# TRECHO DO TEXTO:
-=-=-=-=-

Muitos anos atrás, quando as estradas ainda não ligavam com facilidade o litoral ao Vale do Paraíba, os caiçaras de Ubatuba mantinham viva uma prática curiosa e marcante: levar o futebol para além das praias, atravessando as trilhas da Serra do Mar para desafiar os times formados nos bairros serranos. O trajeto era longo e extenuante — feito a pé, em jornadas que podiam durar horas, subindo ladeiras, cruzando riachos e matas fechadas até alcançar localidades como Natividade da Serra e o bairro de Palmeiras, já no alto da serra.
Esses encontros não eram apenas esportivos, mas também momentos de troca cultural. Os caiçaras traziam consigo o jeito alegre e descontraído de jogar, marcado pela ginga e pela improvisação; já os moradores do Vale, os chamados “caipiras” da serra, tinham um estilo mais direto e competitivo, inspirado nas tradições de jogos em campos de terra batida. O futebol tornava-se, assim, uma ponte entre dois mundos: o do litoral, moldado pelo mar, e o da serra, moldado pelo interior.

-=-=-=-=-

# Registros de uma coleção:
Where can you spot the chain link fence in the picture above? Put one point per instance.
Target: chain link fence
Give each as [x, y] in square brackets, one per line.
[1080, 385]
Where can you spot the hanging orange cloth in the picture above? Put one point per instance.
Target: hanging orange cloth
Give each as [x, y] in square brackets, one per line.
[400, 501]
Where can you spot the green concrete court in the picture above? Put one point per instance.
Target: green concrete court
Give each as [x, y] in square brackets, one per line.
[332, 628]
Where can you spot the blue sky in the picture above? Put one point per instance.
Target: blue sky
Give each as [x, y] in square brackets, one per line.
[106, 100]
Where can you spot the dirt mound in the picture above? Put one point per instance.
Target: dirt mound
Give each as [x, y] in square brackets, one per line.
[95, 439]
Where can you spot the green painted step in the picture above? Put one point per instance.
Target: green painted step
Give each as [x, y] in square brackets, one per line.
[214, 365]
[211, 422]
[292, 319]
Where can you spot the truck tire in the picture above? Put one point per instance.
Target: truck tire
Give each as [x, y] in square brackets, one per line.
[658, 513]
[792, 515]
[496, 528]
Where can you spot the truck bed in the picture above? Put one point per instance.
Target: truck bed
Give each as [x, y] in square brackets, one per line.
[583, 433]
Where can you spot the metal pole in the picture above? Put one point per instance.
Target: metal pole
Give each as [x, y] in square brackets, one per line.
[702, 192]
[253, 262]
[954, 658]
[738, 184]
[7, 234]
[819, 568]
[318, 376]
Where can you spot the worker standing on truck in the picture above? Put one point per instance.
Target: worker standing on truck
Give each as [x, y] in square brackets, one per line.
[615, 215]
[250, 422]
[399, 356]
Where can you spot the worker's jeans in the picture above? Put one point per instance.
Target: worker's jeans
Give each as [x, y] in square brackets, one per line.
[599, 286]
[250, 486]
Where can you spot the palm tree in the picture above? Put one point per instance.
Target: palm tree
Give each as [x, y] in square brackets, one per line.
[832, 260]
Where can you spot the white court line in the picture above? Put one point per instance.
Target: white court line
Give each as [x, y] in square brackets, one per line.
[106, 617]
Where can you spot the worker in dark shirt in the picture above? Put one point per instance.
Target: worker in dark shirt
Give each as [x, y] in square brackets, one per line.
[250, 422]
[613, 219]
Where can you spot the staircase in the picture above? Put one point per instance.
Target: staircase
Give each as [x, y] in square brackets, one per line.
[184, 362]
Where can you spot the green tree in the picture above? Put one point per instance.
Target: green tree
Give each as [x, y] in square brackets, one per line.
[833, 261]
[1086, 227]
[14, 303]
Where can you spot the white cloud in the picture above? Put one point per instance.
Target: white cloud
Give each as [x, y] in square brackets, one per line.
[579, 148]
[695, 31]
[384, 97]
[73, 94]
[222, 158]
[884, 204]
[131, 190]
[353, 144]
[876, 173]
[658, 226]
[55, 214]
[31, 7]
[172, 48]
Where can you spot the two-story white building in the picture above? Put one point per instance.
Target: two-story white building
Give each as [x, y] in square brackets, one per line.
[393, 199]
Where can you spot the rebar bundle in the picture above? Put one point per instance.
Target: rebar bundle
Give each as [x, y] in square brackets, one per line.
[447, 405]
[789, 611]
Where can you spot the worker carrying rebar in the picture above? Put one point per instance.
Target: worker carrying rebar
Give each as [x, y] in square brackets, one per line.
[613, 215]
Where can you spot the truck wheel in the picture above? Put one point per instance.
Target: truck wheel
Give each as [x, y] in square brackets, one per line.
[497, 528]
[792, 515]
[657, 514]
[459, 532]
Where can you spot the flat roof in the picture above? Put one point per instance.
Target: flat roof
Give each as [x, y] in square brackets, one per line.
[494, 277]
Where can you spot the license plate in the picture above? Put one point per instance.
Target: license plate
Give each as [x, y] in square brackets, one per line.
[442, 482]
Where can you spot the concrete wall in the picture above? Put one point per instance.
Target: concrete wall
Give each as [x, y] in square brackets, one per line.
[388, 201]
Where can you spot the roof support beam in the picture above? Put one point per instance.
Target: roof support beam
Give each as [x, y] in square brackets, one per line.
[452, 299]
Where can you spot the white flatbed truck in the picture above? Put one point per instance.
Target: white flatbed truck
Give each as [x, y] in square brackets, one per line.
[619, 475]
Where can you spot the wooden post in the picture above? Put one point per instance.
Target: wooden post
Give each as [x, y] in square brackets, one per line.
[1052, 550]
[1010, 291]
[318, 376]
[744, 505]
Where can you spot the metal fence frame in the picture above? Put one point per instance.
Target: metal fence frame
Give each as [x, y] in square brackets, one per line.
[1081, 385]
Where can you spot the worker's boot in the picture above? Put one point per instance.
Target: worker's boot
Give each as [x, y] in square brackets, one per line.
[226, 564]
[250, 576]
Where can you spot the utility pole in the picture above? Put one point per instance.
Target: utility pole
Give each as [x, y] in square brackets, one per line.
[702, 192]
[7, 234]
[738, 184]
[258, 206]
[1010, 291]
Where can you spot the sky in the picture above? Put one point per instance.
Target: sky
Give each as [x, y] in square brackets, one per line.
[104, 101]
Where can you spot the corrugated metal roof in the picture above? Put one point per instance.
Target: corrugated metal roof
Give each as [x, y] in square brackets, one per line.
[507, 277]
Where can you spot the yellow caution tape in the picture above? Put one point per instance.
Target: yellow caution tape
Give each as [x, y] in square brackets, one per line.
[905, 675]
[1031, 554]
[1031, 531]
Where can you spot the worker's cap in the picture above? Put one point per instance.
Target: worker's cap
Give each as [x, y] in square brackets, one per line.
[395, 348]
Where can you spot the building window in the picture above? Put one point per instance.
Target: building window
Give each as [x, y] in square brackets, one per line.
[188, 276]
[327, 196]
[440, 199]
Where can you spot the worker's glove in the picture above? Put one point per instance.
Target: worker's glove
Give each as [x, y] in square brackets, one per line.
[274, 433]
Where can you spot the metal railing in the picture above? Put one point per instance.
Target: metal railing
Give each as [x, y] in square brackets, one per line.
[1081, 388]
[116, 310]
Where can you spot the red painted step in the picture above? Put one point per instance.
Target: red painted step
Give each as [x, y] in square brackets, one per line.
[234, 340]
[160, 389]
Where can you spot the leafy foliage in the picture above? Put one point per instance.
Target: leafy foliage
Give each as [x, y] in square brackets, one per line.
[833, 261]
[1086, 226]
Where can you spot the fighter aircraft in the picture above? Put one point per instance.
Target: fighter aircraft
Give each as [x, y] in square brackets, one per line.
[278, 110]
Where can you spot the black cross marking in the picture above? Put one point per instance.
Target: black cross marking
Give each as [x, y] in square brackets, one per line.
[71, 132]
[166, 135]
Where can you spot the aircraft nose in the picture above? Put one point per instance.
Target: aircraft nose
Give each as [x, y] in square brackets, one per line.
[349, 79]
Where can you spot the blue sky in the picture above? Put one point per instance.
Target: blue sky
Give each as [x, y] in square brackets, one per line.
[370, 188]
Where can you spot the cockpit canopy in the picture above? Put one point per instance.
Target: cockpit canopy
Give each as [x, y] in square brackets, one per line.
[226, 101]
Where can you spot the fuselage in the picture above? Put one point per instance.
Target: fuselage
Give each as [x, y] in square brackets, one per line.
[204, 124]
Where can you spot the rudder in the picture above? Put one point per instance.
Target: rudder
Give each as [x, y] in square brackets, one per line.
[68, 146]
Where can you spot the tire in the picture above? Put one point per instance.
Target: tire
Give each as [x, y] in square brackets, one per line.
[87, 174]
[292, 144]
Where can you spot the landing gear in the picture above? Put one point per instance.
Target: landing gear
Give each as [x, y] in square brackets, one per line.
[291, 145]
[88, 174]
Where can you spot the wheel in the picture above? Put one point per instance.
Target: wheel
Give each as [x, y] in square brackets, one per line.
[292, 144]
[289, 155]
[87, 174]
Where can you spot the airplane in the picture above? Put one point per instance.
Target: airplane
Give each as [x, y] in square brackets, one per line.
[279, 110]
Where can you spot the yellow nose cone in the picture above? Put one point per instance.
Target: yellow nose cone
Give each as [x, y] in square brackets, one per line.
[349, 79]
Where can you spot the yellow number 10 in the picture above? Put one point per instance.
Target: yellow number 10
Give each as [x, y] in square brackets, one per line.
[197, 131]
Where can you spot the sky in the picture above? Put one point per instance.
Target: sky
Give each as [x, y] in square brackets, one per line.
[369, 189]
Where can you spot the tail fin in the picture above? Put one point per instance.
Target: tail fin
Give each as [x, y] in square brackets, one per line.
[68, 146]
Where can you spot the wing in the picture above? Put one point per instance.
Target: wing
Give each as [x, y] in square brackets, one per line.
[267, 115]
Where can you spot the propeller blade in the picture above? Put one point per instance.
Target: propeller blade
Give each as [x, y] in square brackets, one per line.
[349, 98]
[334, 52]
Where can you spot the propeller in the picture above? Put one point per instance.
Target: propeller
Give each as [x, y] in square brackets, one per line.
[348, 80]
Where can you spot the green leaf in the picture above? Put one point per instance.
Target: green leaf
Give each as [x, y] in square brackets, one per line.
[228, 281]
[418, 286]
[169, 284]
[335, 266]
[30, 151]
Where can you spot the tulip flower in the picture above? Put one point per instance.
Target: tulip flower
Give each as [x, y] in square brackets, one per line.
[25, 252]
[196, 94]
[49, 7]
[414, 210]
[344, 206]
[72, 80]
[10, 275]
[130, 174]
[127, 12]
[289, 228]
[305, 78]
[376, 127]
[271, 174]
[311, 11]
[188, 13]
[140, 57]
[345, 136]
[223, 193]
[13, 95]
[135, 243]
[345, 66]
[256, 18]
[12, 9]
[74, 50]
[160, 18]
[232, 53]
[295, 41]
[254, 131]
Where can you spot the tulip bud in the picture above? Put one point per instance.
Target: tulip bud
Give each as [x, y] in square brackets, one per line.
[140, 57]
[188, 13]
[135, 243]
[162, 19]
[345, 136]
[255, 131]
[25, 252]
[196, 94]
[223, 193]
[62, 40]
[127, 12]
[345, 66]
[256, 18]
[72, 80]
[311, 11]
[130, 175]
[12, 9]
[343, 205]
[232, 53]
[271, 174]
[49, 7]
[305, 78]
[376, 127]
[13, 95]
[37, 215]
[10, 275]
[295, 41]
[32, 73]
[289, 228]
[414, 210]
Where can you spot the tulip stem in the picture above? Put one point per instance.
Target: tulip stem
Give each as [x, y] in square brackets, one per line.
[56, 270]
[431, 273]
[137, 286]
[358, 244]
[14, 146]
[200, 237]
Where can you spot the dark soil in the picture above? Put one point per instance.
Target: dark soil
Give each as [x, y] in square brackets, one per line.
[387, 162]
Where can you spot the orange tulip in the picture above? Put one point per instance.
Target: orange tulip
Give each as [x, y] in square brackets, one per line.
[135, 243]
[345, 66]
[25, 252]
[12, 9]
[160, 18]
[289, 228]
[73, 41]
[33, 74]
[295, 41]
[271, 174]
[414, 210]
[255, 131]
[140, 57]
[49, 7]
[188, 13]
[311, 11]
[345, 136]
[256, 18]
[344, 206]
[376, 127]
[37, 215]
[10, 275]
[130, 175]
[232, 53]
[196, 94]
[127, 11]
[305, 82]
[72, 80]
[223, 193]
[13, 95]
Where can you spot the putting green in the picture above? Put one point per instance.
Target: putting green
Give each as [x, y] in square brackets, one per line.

-=-=-=-=-

# PROPOSTA DO EXERCÍCIO:
Dê continuidade ao texto sobre os jogos de futebol entre os caiçaras de Ubatuba e os times da serra, a partir do ponto em que ele termina. Os registros não têm nenhuma relação com o texto.

# RESPOSTA ESCRITA:
Há registros orais que contam um detalhe revelador da hospitalidade serrana: quando os times caiçaras chegavam exaustos das longas caminhadas, antes mesmo da bola rolar, eram recebidos com cuidado. Os moradores organizavam bancos e cadeiras ao redor do campo, e as mulheres da comunidade aqueciam água em tachos ou panelas grandes. Ali, colocavam os pés dos jogadores recém-chegados em bacias de água morna, para aliviar o cansaço e a dor das trilhas. Era um gesto simples, mas carregado de significado — mostrava respeito, acolhimento e o valor dado àquele encontro, que ia muito além da disputa esportiva.
Somente depois desse ritual de descanso e recuperação é que a partida começava. De um lado, os caiçaras do litoral; do outro, os caipiras do Vale do Paraíba. Os jogos eram duros, cheios de rivalidade, mas também de alegria, risadas e histórias que se estendiam nas rodas de conversa após o apito final. Muitas vezes, terminavam com comida compartilhada, música e até promessas de revanche na próxima visita, seja no alto da serra ou de volta nas areias e campinhos de Ubatuba.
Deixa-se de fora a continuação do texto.